*SOURCE TEXT*.
So, is the petrol running out and stuff?

What's making the petrol prices rise steadily at the pumps? Is it that the current oil supplies are becoming harder and thus more expensive to extract and refine?




They think they look rich/cool?

Think being the optimum, the vast majority of people I know look at 4x4s and either lol at "cool driver" or simply go "why"

Its personal choice though, plenty of other ways to make youself look like a twot
 
On my way to work I pass a finishing school. Virtually every day I see nice shiny top dollar Range Rover's pulling out of certain side roads where sat navs have routed them.

Its quite amusing you can predict the thought process "hmm we have to go to the wilds of suffolk/essex border we better take the range rover", funny thing is its not far from the M11 and the roads are actually really good. Although I can imagine a few city folks being mortified that they are outside the congestion zone and hence have to resort to big metal :)

Fun part is overtaking them as I know the road and where its safe to do so, they seem to have a big problem with corners and slowing down waaaaay more than they need to, guess its a panic thing, OMG this 1.5 tons isn't going round that slight kink in the road BRAKE!!
 
Fun part is overtaking them as I know the road and where its safe to do so, they seem to have a big problem with corners and slowing down waaaaay more than they need to, guess its a panic thing, OMG this 1.5 tons isn't going round that slight kink in the road BRAKE!!

Wait till you meet one coming the other way, you'd probably appreciate it going slower when it meets you head on.

:Not a 4x4 owner
 
I think that's a little far fetched, don't you? I don't say things in my research because industry/government/etc want to hear it. I do it because I've based it on evidence and drawn my own conclusions.

Im not trying to accuse you of that, sorry If it came off that way, what I meant was that if two scientists are shouting about two sides of a coin it will be the one that is saying what the government/industry/etc want to hear that gets the publicity.

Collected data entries
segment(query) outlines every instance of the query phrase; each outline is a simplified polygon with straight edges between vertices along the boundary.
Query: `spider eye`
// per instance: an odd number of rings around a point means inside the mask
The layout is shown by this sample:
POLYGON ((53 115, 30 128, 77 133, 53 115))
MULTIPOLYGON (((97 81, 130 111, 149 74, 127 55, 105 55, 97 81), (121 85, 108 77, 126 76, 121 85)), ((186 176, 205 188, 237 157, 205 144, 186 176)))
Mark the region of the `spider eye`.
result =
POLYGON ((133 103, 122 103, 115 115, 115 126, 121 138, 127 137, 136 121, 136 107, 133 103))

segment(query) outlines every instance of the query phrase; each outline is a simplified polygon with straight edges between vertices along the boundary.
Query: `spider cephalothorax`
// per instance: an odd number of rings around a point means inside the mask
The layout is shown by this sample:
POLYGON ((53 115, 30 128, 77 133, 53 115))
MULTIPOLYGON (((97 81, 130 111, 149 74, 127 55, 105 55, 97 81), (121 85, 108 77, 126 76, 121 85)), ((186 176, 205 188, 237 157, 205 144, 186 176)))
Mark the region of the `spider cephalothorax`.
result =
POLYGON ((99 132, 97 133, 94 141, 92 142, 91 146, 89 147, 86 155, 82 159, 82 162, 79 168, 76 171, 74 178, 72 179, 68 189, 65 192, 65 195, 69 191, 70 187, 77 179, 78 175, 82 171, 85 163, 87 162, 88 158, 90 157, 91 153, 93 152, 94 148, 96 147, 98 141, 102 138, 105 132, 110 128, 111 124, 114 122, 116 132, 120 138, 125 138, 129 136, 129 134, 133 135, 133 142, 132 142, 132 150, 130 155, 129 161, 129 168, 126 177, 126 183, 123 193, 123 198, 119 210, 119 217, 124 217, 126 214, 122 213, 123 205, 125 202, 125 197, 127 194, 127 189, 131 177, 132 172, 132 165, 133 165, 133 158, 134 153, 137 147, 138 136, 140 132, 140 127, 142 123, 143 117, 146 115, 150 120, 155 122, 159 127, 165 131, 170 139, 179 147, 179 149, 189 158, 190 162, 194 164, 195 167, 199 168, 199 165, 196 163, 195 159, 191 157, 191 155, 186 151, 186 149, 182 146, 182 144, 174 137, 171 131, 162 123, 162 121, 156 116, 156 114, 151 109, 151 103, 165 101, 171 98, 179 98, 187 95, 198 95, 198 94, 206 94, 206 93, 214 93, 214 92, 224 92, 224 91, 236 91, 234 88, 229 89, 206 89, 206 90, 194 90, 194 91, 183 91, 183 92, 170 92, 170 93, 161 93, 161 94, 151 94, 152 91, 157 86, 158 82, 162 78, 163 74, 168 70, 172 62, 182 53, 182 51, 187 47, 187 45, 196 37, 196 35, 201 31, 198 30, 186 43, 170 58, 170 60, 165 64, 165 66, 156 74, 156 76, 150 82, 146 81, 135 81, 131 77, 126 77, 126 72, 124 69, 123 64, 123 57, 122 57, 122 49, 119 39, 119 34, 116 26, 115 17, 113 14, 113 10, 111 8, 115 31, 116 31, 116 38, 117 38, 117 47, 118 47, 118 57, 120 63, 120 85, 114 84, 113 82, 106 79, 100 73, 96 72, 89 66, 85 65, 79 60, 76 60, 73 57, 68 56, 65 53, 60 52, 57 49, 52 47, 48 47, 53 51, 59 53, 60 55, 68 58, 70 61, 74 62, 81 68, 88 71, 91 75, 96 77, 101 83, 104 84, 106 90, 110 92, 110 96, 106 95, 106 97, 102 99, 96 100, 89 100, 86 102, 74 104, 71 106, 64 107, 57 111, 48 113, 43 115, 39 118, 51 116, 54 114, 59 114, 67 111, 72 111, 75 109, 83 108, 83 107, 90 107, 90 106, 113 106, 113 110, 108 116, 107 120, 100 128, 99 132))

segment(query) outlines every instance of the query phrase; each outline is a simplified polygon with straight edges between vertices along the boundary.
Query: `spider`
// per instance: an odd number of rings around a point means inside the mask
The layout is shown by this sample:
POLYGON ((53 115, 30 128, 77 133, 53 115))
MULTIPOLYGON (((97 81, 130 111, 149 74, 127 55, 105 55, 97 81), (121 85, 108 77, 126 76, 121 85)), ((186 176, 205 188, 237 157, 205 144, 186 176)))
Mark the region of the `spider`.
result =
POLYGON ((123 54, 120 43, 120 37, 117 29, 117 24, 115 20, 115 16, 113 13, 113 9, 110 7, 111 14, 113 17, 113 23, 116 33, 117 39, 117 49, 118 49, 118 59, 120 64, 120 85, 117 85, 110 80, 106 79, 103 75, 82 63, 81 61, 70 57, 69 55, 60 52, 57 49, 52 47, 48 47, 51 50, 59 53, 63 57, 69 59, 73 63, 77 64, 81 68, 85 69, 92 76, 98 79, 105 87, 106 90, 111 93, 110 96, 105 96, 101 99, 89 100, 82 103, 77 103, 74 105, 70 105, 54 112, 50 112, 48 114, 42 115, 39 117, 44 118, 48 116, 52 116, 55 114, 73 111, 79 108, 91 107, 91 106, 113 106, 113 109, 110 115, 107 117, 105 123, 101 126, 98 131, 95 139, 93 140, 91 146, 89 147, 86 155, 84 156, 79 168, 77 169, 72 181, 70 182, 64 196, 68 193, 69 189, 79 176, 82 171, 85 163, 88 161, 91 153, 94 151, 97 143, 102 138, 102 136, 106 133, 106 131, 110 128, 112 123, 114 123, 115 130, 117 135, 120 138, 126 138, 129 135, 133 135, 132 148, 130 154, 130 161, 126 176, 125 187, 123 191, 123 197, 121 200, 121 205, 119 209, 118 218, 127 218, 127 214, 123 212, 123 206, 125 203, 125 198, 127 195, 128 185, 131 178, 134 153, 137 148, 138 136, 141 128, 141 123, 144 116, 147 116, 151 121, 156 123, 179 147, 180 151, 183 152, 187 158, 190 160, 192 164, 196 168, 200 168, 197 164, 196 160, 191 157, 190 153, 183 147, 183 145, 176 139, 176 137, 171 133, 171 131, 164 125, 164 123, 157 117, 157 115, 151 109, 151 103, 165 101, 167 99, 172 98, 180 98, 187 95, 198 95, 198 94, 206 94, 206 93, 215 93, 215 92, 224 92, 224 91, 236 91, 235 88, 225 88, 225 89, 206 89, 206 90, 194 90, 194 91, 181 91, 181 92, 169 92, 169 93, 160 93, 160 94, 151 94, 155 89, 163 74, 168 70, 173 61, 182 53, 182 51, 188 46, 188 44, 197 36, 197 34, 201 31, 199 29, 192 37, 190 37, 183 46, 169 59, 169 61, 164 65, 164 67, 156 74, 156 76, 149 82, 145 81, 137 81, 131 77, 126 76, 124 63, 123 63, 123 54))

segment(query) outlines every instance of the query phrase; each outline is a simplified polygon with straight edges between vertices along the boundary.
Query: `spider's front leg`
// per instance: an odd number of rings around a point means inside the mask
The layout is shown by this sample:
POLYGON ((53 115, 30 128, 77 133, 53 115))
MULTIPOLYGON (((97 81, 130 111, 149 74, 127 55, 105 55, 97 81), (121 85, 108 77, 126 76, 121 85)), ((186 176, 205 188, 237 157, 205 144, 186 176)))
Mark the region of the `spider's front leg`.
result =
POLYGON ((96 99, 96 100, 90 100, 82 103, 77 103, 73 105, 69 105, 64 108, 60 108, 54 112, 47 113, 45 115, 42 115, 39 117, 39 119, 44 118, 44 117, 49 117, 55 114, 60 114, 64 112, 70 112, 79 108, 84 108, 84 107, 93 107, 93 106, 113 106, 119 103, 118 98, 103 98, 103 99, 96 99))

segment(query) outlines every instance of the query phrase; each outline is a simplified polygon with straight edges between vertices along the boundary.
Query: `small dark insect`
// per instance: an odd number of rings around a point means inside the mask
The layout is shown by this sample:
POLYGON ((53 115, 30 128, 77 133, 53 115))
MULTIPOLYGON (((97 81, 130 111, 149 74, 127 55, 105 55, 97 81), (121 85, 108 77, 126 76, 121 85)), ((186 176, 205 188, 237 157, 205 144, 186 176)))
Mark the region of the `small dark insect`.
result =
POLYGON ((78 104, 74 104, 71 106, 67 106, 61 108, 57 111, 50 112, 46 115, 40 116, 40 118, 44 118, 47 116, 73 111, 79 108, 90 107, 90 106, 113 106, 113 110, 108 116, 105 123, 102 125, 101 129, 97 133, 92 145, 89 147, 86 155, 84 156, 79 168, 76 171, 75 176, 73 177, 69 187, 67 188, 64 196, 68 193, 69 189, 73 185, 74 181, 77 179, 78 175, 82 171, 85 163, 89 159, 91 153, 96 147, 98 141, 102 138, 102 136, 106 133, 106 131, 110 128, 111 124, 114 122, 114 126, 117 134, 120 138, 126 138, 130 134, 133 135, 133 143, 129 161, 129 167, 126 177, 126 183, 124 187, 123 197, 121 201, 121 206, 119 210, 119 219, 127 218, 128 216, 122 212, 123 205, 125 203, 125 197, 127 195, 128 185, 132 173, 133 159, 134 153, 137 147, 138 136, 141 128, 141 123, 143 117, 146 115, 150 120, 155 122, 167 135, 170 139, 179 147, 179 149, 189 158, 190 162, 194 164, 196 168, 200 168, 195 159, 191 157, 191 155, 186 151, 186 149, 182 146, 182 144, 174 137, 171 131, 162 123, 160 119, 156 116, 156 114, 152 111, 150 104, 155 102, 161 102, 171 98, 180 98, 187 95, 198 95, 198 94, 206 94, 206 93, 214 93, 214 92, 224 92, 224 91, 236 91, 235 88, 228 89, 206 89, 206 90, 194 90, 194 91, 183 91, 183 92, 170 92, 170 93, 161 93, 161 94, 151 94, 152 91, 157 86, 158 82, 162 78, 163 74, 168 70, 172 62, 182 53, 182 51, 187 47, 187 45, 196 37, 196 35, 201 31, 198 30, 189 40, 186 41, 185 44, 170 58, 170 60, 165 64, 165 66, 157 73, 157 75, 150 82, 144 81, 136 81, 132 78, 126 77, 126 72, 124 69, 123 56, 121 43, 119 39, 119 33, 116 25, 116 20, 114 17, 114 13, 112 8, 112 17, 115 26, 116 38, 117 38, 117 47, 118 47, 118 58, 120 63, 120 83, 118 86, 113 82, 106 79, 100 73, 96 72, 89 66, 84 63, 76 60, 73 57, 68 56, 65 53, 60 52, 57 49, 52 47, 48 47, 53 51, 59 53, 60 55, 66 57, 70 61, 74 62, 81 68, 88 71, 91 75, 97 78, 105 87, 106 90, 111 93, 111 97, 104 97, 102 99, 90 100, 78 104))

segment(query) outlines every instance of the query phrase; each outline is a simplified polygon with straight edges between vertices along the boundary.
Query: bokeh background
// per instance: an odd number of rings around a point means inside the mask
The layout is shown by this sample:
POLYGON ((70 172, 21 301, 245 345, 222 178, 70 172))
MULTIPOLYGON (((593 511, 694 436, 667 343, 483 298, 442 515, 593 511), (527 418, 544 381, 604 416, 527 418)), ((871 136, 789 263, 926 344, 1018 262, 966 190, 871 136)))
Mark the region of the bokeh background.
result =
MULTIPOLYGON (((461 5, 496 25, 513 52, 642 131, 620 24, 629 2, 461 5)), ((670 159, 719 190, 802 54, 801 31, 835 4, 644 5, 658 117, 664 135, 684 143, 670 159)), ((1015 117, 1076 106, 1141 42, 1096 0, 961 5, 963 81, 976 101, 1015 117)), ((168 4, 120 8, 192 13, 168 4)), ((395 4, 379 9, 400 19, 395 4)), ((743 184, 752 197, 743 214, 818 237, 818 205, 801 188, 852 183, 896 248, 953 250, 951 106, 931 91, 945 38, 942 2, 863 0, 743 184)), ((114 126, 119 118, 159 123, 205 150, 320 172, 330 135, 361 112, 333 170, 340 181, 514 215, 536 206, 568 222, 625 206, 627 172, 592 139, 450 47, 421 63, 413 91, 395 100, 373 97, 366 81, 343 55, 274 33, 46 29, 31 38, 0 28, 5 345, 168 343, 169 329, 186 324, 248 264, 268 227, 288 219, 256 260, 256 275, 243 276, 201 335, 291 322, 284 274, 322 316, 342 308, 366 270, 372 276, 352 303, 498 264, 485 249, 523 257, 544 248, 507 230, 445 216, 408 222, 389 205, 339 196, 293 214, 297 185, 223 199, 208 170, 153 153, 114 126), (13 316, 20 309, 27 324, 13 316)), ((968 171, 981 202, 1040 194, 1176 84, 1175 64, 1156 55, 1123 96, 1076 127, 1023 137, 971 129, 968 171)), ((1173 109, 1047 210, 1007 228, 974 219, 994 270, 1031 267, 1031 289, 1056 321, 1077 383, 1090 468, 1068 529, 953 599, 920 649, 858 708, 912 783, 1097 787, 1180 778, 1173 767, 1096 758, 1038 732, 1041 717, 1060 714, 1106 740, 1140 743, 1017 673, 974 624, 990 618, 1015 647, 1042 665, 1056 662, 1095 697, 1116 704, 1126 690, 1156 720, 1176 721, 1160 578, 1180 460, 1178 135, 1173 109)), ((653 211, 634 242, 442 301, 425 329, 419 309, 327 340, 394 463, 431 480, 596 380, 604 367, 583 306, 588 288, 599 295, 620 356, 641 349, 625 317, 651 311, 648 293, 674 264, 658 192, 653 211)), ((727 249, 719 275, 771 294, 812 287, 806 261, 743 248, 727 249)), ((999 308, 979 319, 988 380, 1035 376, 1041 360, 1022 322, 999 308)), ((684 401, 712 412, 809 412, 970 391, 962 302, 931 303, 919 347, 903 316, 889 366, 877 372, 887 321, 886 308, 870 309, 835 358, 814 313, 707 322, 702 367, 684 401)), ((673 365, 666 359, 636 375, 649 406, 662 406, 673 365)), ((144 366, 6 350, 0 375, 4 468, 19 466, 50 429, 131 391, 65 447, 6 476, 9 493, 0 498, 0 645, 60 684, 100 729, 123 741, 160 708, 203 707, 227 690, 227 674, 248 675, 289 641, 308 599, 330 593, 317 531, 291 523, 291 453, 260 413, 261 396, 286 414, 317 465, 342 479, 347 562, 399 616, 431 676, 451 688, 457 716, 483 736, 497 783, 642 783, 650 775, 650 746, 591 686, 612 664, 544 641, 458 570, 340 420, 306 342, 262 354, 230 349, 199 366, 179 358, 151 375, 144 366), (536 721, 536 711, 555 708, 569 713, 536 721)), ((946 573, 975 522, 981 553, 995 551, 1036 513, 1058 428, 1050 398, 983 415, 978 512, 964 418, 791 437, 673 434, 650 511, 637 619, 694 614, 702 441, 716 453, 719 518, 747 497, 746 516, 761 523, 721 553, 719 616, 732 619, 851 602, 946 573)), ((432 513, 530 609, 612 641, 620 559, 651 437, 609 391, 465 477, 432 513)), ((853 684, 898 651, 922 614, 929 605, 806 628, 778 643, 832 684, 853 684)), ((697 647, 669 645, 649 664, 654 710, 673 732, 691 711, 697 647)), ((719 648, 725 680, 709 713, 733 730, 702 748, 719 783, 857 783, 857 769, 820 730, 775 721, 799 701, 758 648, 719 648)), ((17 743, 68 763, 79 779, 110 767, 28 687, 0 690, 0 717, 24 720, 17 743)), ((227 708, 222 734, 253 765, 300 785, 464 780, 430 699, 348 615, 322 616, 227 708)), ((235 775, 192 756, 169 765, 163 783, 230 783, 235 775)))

*WORK TO DO*.
1 > Answer these questions using the forum thread:
(a) What does one writer pass on the way to work?
(b) Which road is the area near the Suffolk/Essex border said to be not far from?
(c) When two scientists argue opposite sides, which one gets the publicity, according to the last paragraph?
2 > Write out the part of the forum thread between "So, is the petrol" and "have routed them.", inclusive.
3 > Condense the paragraph of the forum thread that begins "Its quite amusing you can predict" into a short list of its main points.

*EXERCISE SOLUTIONS*.
1 >
(a) A finishing school.
(b) The M11.
(c) The one saying what the government/industry/etc want to hear.

2 >
So, is the petrol running out and stuff?

What's making the petrol prices rise steadily at the pumps? Is it that the current oil supplies are becoming harder and thus more expensive to extract and refine?




They think they look rich/cool?

Think being the optimum, the vast majority of people I know look at 4x4s and either lol at "cool driver" or simply go "why"

Its personal choice though, plenty of other ways to make youself look like a twot
 
On my way to work I pass a finishing school. Virtually every day I see nice shiny top dollar Range Rover's pulling out of certain side roads where sat navs have routed them.

3 >
- The drivers' reasoning is predictable: a trip to the wilds of the Suffolk/Essex border seems to call for the Range Rover.
- The area is not far from the M11, and its roads are actually really good.
- Some city people may be mortified to be outside the congestion zone and so resort to big metal.